**SELECTED EXTRACT:**
So it would have been a 1D IV replacement, wouldn't it?

While we are on the topic of stating our dreams as facts, Canon will bring out an actual model called EOS 3D which will take 3-dimensional photos and videos that can be projected in space like in the Star Wars. It will give an impression of 'being there'.


----------



## jdramirez (Jun 27, 2014)

sagittariansrock said:


> So it would have been a 1D IV replacement, wouldn't it?
> 
> While we are on the topic of stating our dreams as facts, Canon will bring out an actual model called EOS 3D which will take 3-dimensional photos and videos that can be projected in space like in the Star Wars. It will give an impression of 'being there'.



You know Wesley Crushed would spend all of his free time in the holodeck... all his time.


----------



## zim (Jun 27, 2014)

you mean the 8HD

haha no chance


----------



## tiger82 (Jun 27, 2014)

Won't be a 1D Mark IV replacement either because it will not have the larger pro body. APS-H in a 7D size body. It will keep the price down below the 1Dx but above a 7D. I expect a $3500 price tag making it an APS-H equivalent to the 5D Mark III


----------



## Maximilian (Jun 27, 2014)

tiger82 said:


> It will be a 1D Mark V in a 7D size body, hence the change to 1Dx because it is full frame.


ehrm...


no!


----------



## tiger82 (Jun 27, 2014)

And you are so knowledgeable because ......


----------



## polarhannes (Jun 27, 2014)

Where did you get that information from?
Source?

It does not make much sense in my opinion, but who am I to judge?


----------



## Don Haines (Jun 27, 2014)

You are all wrong!

It's going to be a mirrorless micro four thirds camera.....


----------



## bdunbar79 (Jun 27, 2014)

tiger82 said:


> And you are so knowledgeable because ......



APS-H is gone. Not coming back.


----------



## keithcooper (Jun 27, 2014)

Excellent - there has been a dearth of APS-H rumours for quite a while.

Probably for quite good reasons ;-)


----------



## zlatko (Jun 27, 2014)

polarhannes said:


> Where did you get that information from?
> Source?



Yes, please tell us. Interesting rumor, but are you just making this up?


----------



## tiger82 (Jun 27, 2014)

Apparently, Canon has the technology: http://www.canon.com/news/2010/aug24e.html


----------



## tiger82 (Jun 27, 2014)

tiger82 said:


> Apparently, Canon has had the technology since 2010: http://www.canon.com/news/2010/aug24e.html


----------



## Lightmaster (Jun 27, 2014)

tiger82 said:


> Apparently, Canon has the technology: http://www.canon.com/news/2010/aug24e.html



wow 2010... really?

thanks for reminding us about something all here know. ;D


----------



## bardamu (Jun 27, 2014)

APS-History.


----------



## tiger82 (Jun 27, 2014)

Apparently not everyone. It makes sense that Canon cannot price a new camera between the 1Dx and 1Dc. $2000-2500 and they will cannibalize 5D3 sales. I expect the new body between $3500-4000 which is too pricey for APS-C but perfect for a high MP APS-H body.


----------



## jrista (Jun 28, 2014)

Don Haines said:


> You are all wrong!
> 
> It's going to be a mirrorless micro four thirds camera.....




EEEEWWWWwwwww.....


----------



## Lee Jay (Jun 28, 2014)

tiger82 said:


> I expect a $3500 price tag making it an APS-H equivalent to the 5D Mark III



Good. So, do you think they'll sell a whole or maybe not quite a dozen?

**INFORMATION SHOWN:**
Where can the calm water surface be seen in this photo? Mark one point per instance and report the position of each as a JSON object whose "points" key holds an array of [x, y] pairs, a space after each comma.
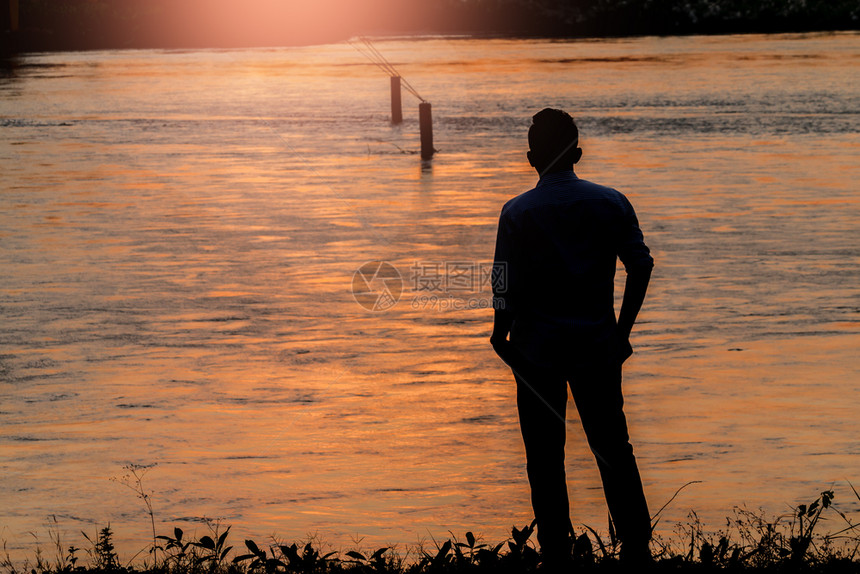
{"points": [[179, 233]]}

**REQUIRED WORK:**
**1)** Decide whether each statement agrees with the Canon camera rumor thread. Answer yes or no for each, quoting the thread's deciding words.
(a) tiger82 expects the new camera to cost $3500.
(b) Don Haines says the camera will be full frame.
(c) bdunbar79 says APS-H will return.
**2)** In the Canon camera rumor thread, what size body does tiger82 say the APS-H camera will come in?
**3)** Carry on the Canon camera rumor thread with the next post after Lee Jay's reply.
The material has nothing to do with the forum thread about a rumored Canon camera.

**ANSWERS TO THE TASKS:**
**1)**
(a) Yes: "I expect a $3500 price tag"
(b) No: "It's going to be a mirrorless micro four thirds camera....."
(c) No: "APS-H is gone. Not coming back."

**2)** A 7D size body.

**3)**
----------



## AprilForever (Jun 28, 2014)

APS-H would be interesting, yet it would surely cost more, and seriously not be a 7D... If they will make the 7D mk II a pro style body, I will surely get one anyway, though I may need to mine for gold or sell a car or something...


----------



## dolina (Jun 28, 2014)

This is how rumors start.


----------



## tiger82 (Jun 28, 2014)

dolina said:


> This is how rumors start.



I looked for www.canonfacts.com but couldn't find it.


----------



## Don Haines (Jun 28, 2014)

jrista said:


> Don Haines said:
> 
> 
> > You are all wrong!
> ...


Just as likely as APS-H.....


----------



## Austin (Jun 28, 2014)

What an idiotic rumor. Look, some people like the reach of an APS-C, so Canon is going to appease them. If they want the bigger sensor, they'll go with the 1DX.

Canon's decisions with their new models are quite logical, and if you think from their point of view - in terms of sales, and what people want and expect - then it's clear this rumor is foolish. The original poster is now added to my lost of doofuses.


----------



## jdramirez (Jun 28, 2014)

Austin said:


> What an idiotic rumor. Look, some people like the reach of an APS-C, so Canon is going to appease them. If they want the bigger sensor, they'll go with the 1DX.
> 
> Canon's decisions with their new models are quite logical, and if you think from their point of view - in terms of sales, and what people want and expect - then it's clear this rumor is foolish. The original poster is now added to my lost of doofuses.



I think that is over starting out quite a bit. The 7d mkii has to be better than the 70d, worse than the 1dx/ 5d mkiii/6d in image quality, but better fps than the mkiii/6d. To reach that sweet spot, aps-h is a nice fit, so I don't entirely discredit the presumption. 

It is unlikely... but not impossible.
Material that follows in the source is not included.